[Point labeling dataset excerpts]
■ ■ ■
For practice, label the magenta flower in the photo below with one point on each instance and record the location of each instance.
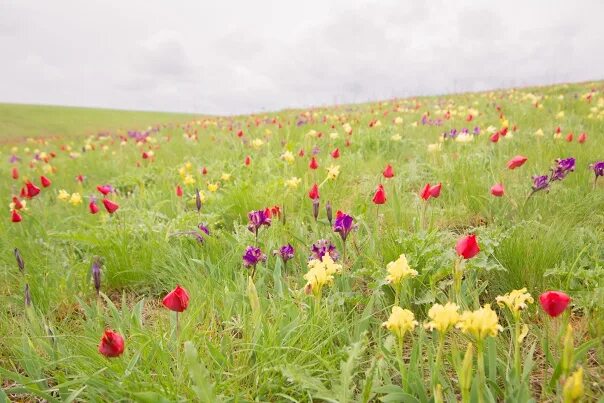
(323, 247)
(343, 224)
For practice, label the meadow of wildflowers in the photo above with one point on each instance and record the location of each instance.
(415, 250)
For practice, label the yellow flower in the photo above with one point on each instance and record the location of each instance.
(443, 317)
(288, 157)
(75, 199)
(333, 172)
(257, 143)
(320, 273)
(400, 321)
(399, 270)
(189, 180)
(515, 300)
(293, 182)
(573, 387)
(63, 195)
(480, 323)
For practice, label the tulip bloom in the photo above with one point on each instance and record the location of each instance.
(45, 181)
(380, 195)
(554, 302)
(15, 216)
(32, 190)
(467, 247)
(110, 206)
(177, 300)
(388, 172)
(112, 344)
(314, 192)
(497, 190)
(516, 162)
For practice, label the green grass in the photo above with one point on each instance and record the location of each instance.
(268, 340)
(20, 121)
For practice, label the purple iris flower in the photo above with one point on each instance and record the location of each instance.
(324, 247)
(253, 256)
(257, 219)
(562, 168)
(540, 182)
(598, 168)
(343, 224)
(286, 252)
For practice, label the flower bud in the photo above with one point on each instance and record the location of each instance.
(20, 261)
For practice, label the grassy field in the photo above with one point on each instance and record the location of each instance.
(308, 330)
(18, 122)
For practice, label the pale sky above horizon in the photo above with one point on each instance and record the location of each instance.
(229, 57)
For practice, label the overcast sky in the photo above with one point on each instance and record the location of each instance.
(228, 57)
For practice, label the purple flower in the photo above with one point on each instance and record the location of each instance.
(562, 168)
(258, 219)
(286, 252)
(253, 256)
(598, 168)
(343, 224)
(323, 247)
(540, 182)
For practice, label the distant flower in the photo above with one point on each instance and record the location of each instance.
(497, 190)
(324, 247)
(554, 302)
(112, 344)
(442, 317)
(480, 323)
(516, 162)
(399, 270)
(540, 182)
(286, 252)
(253, 256)
(467, 247)
(177, 300)
(343, 224)
(400, 322)
(257, 219)
(562, 168)
(380, 195)
(110, 206)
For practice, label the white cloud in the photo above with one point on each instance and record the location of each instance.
(236, 56)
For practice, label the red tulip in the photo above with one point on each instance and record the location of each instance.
(32, 190)
(435, 190)
(110, 206)
(380, 195)
(45, 181)
(92, 206)
(497, 190)
(467, 247)
(554, 302)
(104, 189)
(516, 162)
(177, 300)
(15, 216)
(388, 172)
(112, 344)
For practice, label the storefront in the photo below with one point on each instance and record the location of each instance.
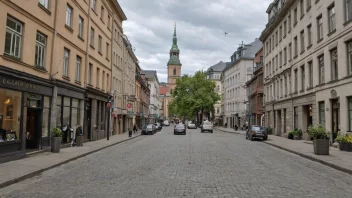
(96, 115)
(69, 109)
(24, 113)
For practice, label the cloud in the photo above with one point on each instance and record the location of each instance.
(200, 30)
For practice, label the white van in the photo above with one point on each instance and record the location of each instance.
(166, 123)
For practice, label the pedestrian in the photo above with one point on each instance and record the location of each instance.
(135, 128)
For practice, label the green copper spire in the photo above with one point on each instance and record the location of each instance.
(174, 51)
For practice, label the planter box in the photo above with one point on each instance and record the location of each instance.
(345, 147)
(55, 144)
(321, 146)
(297, 137)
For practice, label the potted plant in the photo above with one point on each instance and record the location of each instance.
(297, 134)
(290, 135)
(345, 142)
(56, 137)
(320, 139)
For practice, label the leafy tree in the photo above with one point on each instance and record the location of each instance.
(193, 95)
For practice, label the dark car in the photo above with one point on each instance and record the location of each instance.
(256, 131)
(158, 126)
(149, 129)
(180, 129)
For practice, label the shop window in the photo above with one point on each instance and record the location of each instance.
(10, 114)
(46, 116)
(322, 113)
(350, 113)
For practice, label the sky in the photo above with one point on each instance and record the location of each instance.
(201, 27)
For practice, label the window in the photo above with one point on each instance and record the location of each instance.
(320, 27)
(302, 42)
(13, 39)
(40, 50)
(78, 68)
(296, 46)
(290, 51)
(92, 37)
(309, 4)
(303, 74)
(321, 69)
(309, 28)
(108, 21)
(107, 50)
(44, 3)
(103, 81)
(296, 81)
(334, 65)
(322, 113)
(98, 78)
(102, 13)
(349, 52)
(350, 114)
(93, 6)
(90, 73)
(348, 7)
(99, 43)
(280, 33)
(66, 62)
(289, 23)
(332, 19)
(295, 111)
(68, 15)
(310, 69)
(80, 26)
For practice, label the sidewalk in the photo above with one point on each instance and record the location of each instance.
(337, 159)
(15, 171)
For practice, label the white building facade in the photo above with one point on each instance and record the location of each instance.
(235, 75)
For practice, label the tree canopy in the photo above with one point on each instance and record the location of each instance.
(193, 94)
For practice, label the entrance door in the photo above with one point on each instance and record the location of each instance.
(335, 117)
(34, 128)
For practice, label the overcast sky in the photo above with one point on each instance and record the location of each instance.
(200, 30)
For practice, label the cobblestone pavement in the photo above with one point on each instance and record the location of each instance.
(195, 165)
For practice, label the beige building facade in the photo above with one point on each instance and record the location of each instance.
(307, 65)
(56, 70)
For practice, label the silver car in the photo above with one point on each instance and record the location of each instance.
(191, 125)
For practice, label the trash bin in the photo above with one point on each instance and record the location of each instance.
(79, 140)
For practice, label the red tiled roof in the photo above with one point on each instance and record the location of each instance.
(163, 90)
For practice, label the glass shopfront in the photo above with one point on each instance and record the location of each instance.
(67, 115)
(10, 115)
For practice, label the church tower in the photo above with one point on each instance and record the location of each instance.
(174, 65)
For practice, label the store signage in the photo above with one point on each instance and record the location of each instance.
(18, 83)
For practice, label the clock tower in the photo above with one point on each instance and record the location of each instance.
(174, 65)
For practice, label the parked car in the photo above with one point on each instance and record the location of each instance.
(207, 126)
(166, 123)
(256, 131)
(180, 129)
(191, 125)
(158, 126)
(149, 129)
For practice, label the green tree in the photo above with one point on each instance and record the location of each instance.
(193, 94)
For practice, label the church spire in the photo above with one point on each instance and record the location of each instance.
(174, 51)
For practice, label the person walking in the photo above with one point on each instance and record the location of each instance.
(135, 129)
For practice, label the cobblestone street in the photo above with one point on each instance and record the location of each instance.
(195, 165)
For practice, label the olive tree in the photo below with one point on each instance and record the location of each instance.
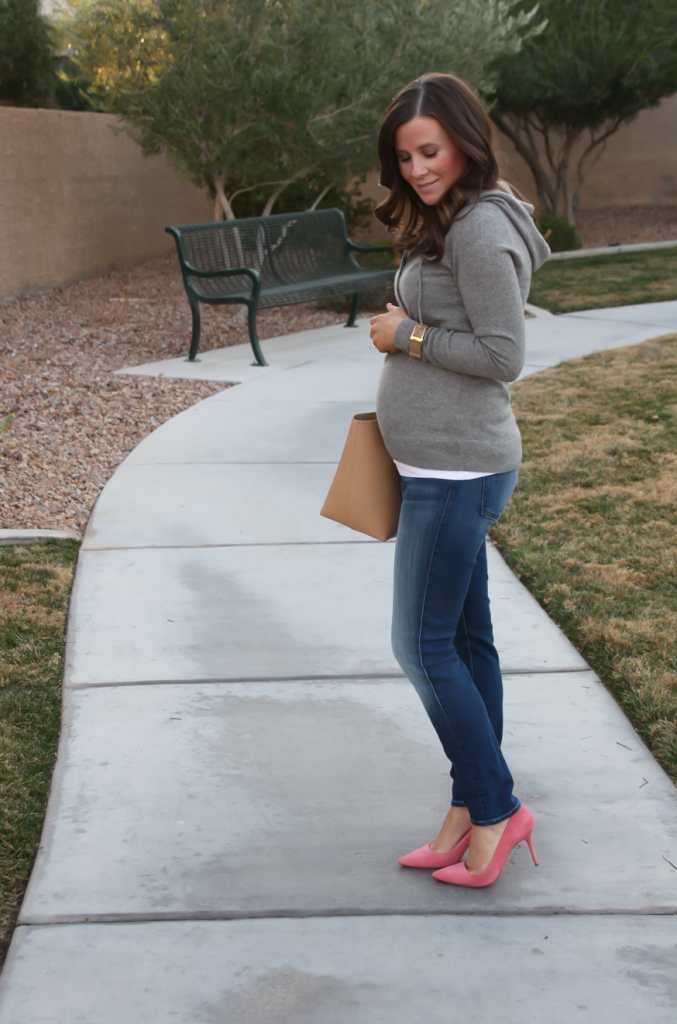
(595, 67)
(249, 93)
(27, 64)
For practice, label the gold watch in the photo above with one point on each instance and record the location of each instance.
(416, 340)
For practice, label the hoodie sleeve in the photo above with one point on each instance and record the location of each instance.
(483, 251)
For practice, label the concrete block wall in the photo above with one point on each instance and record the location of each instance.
(78, 199)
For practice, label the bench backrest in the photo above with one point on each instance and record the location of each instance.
(284, 248)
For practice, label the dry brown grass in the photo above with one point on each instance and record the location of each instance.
(592, 527)
(599, 282)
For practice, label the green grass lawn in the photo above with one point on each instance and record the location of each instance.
(592, 526)
(35, 585)
(596, 282)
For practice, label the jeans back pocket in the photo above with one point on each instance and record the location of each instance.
(497, 489)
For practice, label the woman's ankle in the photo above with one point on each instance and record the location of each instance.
(455, 826)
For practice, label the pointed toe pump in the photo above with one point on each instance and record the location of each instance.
(519, 827)
(425, 857)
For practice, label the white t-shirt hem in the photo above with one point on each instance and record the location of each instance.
(437, 474)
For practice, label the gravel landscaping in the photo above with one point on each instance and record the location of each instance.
(66, 421)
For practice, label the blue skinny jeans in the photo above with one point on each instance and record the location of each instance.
(441, 631)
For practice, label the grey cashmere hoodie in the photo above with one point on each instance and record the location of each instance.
(451, 410)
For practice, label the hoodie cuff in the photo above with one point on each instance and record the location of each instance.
(403, 334)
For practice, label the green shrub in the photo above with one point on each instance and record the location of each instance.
(27, 66)
(562, 237)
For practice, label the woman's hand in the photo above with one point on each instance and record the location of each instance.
(384, 326)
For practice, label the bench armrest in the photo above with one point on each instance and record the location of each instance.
(369, 249)
(193, 271)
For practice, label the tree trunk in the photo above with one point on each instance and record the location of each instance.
(320, 198)
(531, 158)
(267, 209)
(218, 180)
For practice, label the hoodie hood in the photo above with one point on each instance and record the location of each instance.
(520, 214)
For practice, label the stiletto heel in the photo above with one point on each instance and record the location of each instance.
(531, 846)
(519, 827)
(425, 857)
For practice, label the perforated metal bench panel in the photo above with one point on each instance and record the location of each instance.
(284, 259)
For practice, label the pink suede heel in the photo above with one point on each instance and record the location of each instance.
(425, 857)
(519, 827)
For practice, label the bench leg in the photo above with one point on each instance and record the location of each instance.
(195, 338)
(253, 336)
(353, 310)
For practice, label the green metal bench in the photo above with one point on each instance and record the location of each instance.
(272, 261)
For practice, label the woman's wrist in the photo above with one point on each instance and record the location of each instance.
(403, 334)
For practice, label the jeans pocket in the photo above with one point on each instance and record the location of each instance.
(497, 489)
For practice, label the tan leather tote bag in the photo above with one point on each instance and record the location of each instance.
(366, 494)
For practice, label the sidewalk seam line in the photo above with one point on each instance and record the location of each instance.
(297, 679)
(160, 918)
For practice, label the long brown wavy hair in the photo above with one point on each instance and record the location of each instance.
(458, 110)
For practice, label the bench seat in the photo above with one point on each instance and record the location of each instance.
(280, 260)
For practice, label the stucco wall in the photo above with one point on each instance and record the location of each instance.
(77, 199)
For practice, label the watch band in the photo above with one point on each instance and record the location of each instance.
(416, 340)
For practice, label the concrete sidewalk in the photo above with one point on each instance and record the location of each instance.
(242, 762)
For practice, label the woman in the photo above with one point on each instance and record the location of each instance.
(454, 342)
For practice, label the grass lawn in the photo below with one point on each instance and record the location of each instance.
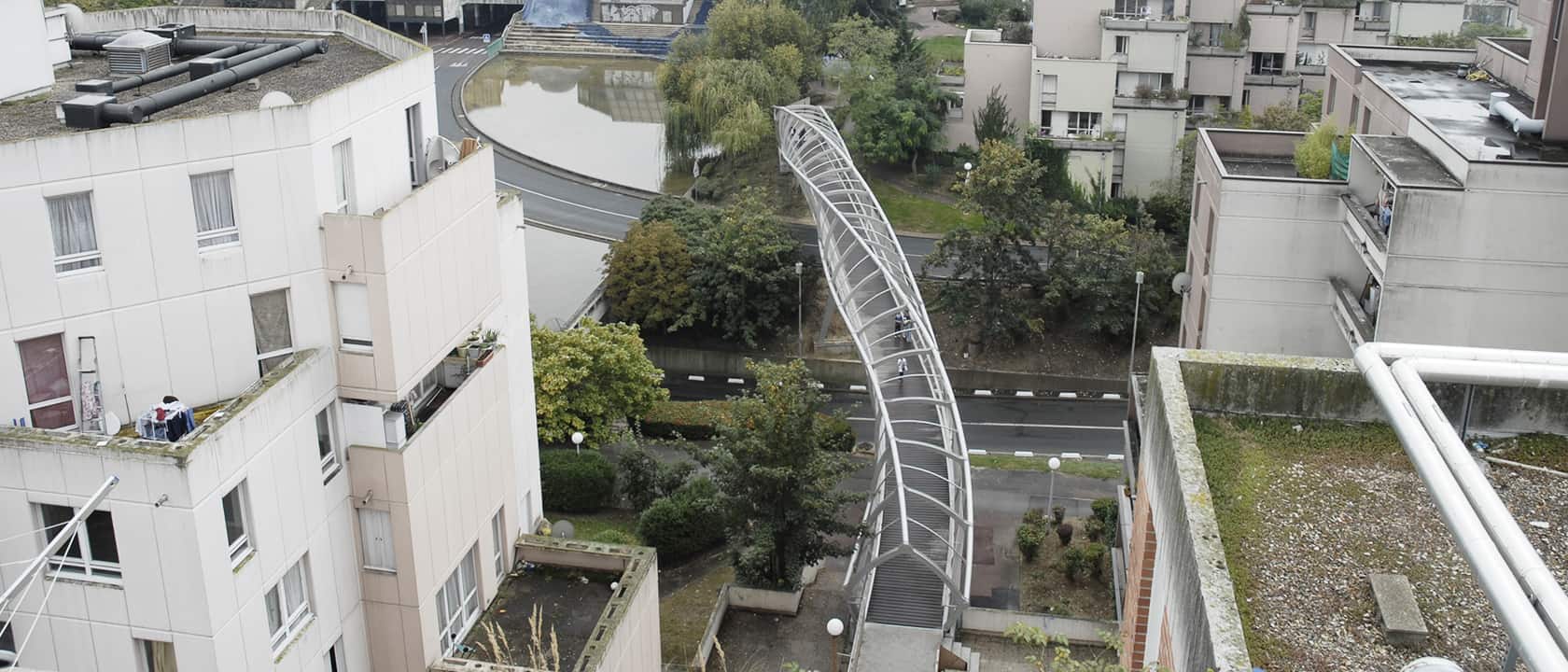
(911, 212)
(1046, 589)
(945, 49)
(684, 614)
(590, 525)
(1072, 467)
(1540, 450)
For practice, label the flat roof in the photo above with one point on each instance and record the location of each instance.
(1457, 106)
(1309, 508)
(1407, 161)
(343, 63)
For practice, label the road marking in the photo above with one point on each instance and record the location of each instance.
(563, 201)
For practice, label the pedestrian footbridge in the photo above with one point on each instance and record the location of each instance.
(910, 575)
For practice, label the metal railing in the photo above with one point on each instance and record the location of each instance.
(911, 566)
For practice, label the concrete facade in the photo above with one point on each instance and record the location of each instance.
(378, 284)
(1464, 254)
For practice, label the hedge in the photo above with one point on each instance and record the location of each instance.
(576, 483)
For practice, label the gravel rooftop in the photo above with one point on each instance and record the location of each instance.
(1308, 514)
(343, 62)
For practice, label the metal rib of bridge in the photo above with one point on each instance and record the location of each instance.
(911, 567)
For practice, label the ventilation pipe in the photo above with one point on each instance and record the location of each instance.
(1531, 607)
(1519, 121)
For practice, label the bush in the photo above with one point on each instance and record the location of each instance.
(576, 483)
(638, 475)
(1029, 540)
(684, 524)
(615, 536)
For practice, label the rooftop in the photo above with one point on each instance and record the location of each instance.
(1308, 510)
(343, 63)
(1457, 106)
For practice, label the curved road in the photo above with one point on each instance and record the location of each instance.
(567, 201)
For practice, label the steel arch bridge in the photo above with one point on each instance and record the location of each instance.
(913, 565)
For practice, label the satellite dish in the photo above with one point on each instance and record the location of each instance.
(112, 423)
(440, 152)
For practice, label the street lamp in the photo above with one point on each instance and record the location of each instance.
(1051, 494)
(834, 628)
(1137, 297)
(800, 298)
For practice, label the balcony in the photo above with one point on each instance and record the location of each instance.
(1353, 320)
(1288, 78)
(1367, 237)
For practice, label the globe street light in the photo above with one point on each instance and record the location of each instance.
(834, 628)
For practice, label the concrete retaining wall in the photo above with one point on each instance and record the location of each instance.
(998, 621)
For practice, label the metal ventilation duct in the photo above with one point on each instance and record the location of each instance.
(137, 52)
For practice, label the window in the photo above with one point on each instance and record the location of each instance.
(76, 238)
(412, 121)
(48, 383)
(458, 602)
(353, 315)
(212, 194)
(375, 539)
(343, 175)
(270, 323)
(1083, 122)
(156, 657)
(287, 607)
(1267, 63)
(237, 524)
(499, 538)
(325, 442)
(94, 553)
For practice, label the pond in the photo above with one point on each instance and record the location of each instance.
(596, 117)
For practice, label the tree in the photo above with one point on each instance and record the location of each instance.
(994, 122)
(744, 270)
(588, 376)
(777, 486)
(647, 277)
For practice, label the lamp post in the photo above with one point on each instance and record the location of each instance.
(834, 628)
(1051, 494)
(1132, 355)
(800, 298)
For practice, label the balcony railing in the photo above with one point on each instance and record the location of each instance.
(1357, 325)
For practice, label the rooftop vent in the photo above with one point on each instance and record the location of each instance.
(137, 52)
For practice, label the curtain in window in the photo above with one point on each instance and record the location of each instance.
(214, 201)
(71, 224)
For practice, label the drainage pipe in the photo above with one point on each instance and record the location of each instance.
(1501, 525)
(138, 110)
(1491, 570)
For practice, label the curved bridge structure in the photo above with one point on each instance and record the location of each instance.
(911, 567)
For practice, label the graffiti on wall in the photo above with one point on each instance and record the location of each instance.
(629, 13)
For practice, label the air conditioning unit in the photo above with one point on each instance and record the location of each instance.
(137, 52)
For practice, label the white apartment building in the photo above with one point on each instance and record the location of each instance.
(1445, 229)
(1099, 78)
(286, 259)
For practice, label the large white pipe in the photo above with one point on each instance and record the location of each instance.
(1504, 530)
(1491, 570)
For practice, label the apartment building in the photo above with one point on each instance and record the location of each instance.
(272, 233)
(1099, 78)
(1443, 228)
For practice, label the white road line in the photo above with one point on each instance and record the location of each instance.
(563, 201)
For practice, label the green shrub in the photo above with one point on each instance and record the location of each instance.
(615, 536)
(684, 524)
(1029, 540)
(576, 483)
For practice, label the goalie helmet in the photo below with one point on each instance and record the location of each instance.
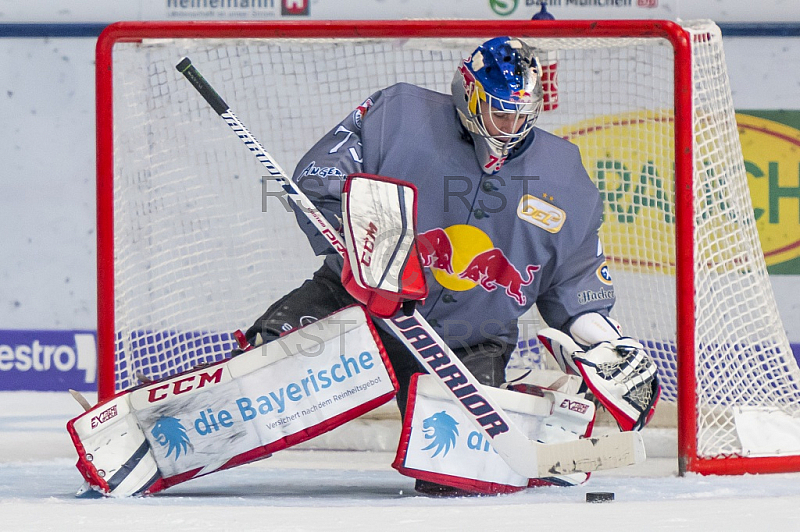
■ ■ ■
_Exercise task:_ Pull out every row above that contains the string "pocket", matching case exactly.

_Answer:_
For practice, label the jeans back pocket in the photo above with one point on each instance and record the location of each instance.
For practice, label the jeans pocket in the photo above with one point on each instance and record the location of each instance.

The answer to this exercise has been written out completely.